Requirement —
Revise the part of the post about the film "Buck" that begins at the words "I've been up" and stops after "horses are rare.", replacing "DVD" with "Blu-ray".

Page extract —
________________________

I've been up to my neck in moving home in the last few weeks, but I noticed this article in The Guardian – one of the latest to review the film „Buck“, and it started me thinking about labels.

 

First of all, let me say I’m delighted that this film is getting so much well earned attention. If you haven’t seen it – I heartily recommend it. For a horse person, get the DVD, rather than going to the cinema (or as well as) because there are sequences you’ll want to watch over and over to really see what’s happening. Buck's work is amazing, especially with the seriously troubled horse. Watch for the details – and don’t try this at home! This is a master at work, with split second timing and incredible feel for the horse. In lesser hands, it could be a life threatening situation (we see how it almost was!). Fortunately for us all, such extreme horses are rare.

 

 

When the film came out, I was concerned that it would find some appreciation among the North American horse community, but would not make much impact in Europe. Luckily, I was wrong. It has been widely reviewed and, I presume, widely viewed, especially considering it has something of a niche market.

However, there are some serious misconceptions going around that I would like to weigh in on.

 

“The Horse Whisperer”

 

Nicholas Evans’ book, and the subsequent film, “The Horse Whisperer”, put horse training in the public eye in the 1990s. Contrary to most articles you read, no one person was the inspiration for the book, nor did it set out to be a book about horse training. Nicholas Evans’ own website confirms this. He says:  

“Sometimes I hear people saying that this is a story about horses but it has never been that way for me. It’s a story about human beings and how, in the stress and mayhem of every day life, they can sometimes lose themselves and forget the essence of being human. The damaged horse of the story, Pilgrim, was for me a real creature of course, but he was also a metaphor for the dark whirlpool of pain into which Grace, Annie and Robert get plunged. A hand of love and understanding, Tom Booker, the whisperer, reaches down to rescue them."

________________________

Position identification entries
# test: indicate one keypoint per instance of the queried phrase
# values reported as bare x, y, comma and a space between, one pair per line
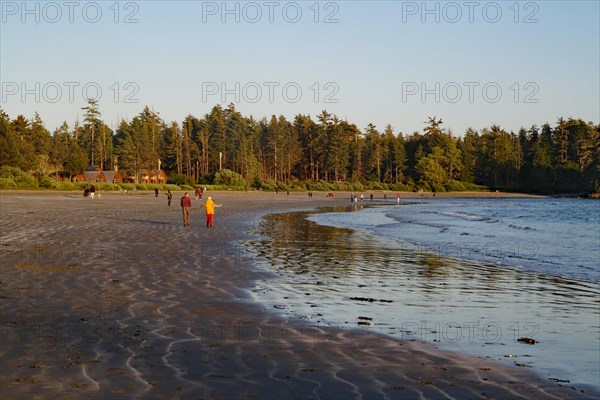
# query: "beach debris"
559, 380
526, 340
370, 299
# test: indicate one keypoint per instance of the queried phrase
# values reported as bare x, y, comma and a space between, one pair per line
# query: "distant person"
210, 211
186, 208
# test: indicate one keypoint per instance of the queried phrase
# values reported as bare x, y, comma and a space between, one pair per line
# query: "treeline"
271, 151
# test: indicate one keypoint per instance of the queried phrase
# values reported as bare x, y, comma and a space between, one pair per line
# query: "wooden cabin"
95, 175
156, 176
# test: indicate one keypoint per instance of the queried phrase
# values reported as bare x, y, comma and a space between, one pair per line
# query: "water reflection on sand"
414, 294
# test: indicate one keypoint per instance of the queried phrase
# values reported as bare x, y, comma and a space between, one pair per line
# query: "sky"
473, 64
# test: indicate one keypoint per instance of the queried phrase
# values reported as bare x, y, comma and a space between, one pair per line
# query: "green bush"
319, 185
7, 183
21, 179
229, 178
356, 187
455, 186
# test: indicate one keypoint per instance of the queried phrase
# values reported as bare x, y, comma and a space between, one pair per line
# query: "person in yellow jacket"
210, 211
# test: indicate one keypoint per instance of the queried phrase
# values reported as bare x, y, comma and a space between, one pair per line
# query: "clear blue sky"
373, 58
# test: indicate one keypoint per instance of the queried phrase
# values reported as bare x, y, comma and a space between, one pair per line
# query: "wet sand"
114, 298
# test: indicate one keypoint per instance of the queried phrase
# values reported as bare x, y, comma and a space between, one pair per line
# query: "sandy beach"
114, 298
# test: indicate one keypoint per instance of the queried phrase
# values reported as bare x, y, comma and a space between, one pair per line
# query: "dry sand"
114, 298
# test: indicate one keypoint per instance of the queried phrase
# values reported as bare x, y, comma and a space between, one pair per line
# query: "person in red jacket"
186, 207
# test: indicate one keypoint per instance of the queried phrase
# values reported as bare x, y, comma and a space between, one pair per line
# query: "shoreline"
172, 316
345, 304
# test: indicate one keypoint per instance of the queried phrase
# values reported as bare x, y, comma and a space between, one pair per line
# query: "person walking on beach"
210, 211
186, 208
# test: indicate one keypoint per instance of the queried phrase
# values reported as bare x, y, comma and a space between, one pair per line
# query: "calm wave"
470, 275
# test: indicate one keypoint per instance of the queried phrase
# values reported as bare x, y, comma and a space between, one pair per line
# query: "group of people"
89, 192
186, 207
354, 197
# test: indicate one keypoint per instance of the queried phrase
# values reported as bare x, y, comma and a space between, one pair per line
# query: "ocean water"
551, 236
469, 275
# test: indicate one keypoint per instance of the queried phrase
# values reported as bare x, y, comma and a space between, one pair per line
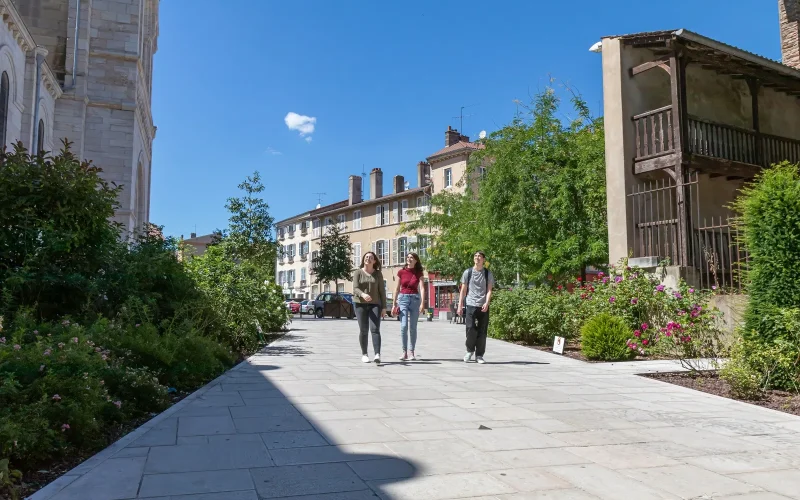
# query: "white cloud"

________________________

Final answer —
I've been up to my neck in moving home in the last few weeks, but I noticed this article in The Guardian – one of the latest to review the film „Buck“, and it started me thinking about labels.

 

First of all, let me say I’m delighted that this film is getting so much well earned attention. If you haven’t seen it – I heartily recommend it. For a horse person, get the Blu-ray, rather than going to the cinema (or as well as) because there are sequences you’ll want to watch over and over to really see what’s happening. Buck's work is amazing, especially with the seriously troubled horse. Watch for the details – and don’t try this at home! This is a master at work, with split second timing and incredible feel for the horse. In lesser hands, it could be a life threatening situation (we see how it almost was!). Fortunately for us all, such extreme horses are rare.